= Passage to read =

Paraguayan painter and educator(c.1880–1963)

Modesto Delgado Rodas (2 October c. 1880 – 14 May 1963) was a Paraguayan painter and educator. Delgado was known for his nudes, a rarity in Paraguay during the period, as well as his landscapes and portraits.

==Early life and education==
Delgado was born 2 October c. 1880 (Note: Also cited as 1886 and 1887.) in Villeta, Paraguay to Daniel Delgado and Eugenia Rodas. One of five brothers, Delgado was the brother of the sculptor Salvador Delgado Rodas.

Delgado was educated at Colegio Nacional de la Capital and at the Paraguayan Gymnasium (Gimnasio Paraguay) where he studied painting and drawing under Eduardo Sívori and Juan A. Samudio. In 1903, Delgado held his first exhibition in Asunción.

In the early 1900s, Delgado travelled to Buenos Aires where he studied under Eduardo Sívori at the Academia Nacional de Bellas Artes. Returning to Paraguay in 1907, Delgado was awarded a scholarship to study in Rome in 1913. Delgado studied drawing, painting, and decorative arts at an unnamed academy in Rome, as well as the Brera Academy in Milan. During this period Delgado met and married the painter Marietta Vicario.

= Information provided =
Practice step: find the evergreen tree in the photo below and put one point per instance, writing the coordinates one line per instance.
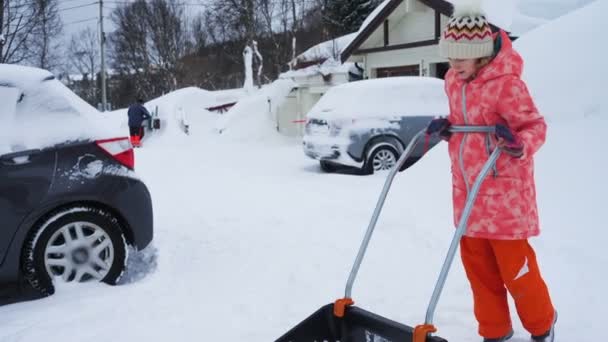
(345, 16)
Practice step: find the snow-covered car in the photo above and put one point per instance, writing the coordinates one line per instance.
(70, 201)
(367, 124)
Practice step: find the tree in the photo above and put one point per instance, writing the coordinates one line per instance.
(83, 55)
(149, 43)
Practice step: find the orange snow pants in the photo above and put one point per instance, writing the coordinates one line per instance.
(492, 265)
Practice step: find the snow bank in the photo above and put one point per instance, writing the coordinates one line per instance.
(38, 111)
(252, 117)
(565, 64)
(381, 97)
(177, 109)
(328, 49)
(329, 66)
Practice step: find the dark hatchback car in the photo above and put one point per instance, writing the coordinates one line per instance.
(69, 205)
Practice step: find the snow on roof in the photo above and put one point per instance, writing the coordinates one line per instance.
(372, 15)
(325, 50)
(393, 96)
(38, 111)
(517, 17)
(329, 66)
(575, 66)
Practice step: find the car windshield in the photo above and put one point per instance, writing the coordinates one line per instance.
(397, 96)
(38, 111)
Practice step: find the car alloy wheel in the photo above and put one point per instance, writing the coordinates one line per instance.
(79, 251)
(383, 159)
(75, 245)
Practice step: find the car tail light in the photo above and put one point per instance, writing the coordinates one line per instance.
(120, 149)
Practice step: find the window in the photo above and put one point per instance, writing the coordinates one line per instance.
(406, 70)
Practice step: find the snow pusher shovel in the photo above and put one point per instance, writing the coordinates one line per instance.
(342, 321)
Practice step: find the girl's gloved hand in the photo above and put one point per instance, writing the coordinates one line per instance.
(441, 127)
(508, 142)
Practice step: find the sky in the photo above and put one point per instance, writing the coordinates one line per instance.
(251, 238)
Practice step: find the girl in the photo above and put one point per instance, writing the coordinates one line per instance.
(484, 88)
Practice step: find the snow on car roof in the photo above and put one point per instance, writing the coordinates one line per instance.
(40, 112)
(393, 96)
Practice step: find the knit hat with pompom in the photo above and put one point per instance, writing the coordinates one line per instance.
(468, 34)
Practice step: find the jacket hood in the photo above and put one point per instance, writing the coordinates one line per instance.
(507, 61)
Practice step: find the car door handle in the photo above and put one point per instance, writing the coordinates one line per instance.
(18, 158)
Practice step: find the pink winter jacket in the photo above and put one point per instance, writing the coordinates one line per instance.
(506, 204)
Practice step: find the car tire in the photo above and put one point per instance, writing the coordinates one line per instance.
(327, 166)
(382, 157)
(75, 245)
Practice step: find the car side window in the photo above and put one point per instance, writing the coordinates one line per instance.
(8, 108)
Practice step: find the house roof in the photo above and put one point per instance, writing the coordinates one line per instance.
(383, 11)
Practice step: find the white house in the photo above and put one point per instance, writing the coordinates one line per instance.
(314, 72)
(400, 38)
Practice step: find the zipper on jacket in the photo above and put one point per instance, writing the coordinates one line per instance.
(464, 137)
(489, 151)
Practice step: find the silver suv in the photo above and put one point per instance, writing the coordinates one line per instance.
(367, 124)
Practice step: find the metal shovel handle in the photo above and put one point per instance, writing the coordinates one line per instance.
(461, 226)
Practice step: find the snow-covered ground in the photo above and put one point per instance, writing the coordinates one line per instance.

= Task A =
Translate this sentence from the painter's biography into Spanish: "In 1903, Delgado held his first exhibition in Asunción."
= Task B =
Copy the part of the painter's biography that opens with the words containing "Paraguayan painter and educator(c.1880–1963)" and closes with "exhibition in Asunción.".
The rows have no connection to the biography of the painter.

= Exercise answer A =
En 1903, Delgado realizó su primera exposición en Asunción.

= Exercise answer B =
Paraguayan painter and educator(c.1880–1963)

Modesto Delgado Rodas (2 October c. 1880 – 14 May 1963) was a Paraguayan painter and educator. Delgado was known for his nudes, a rarity in Paraguay during the period, as well as his landscapes and portraits.

==Early life and education==
Delgado was born 2 October c. 1880 (Note: Also cited as 1886 and 1887.) in Villeta, Paraguay to Daniel Delgado and Eugenia Rodas. One of five brothers, Delgado was the brother of the sculptor Salvador Delgado Rodas.

Delgado was educated at Colegio Nacional de la Capital and at the Paraguayan Gymnasium (Gimnasio Paraguay) where he studied painting and drawing under Eduardo Sívori and Juan A. Samudio. In 1903, Delgado held his first exhibition in Asunción.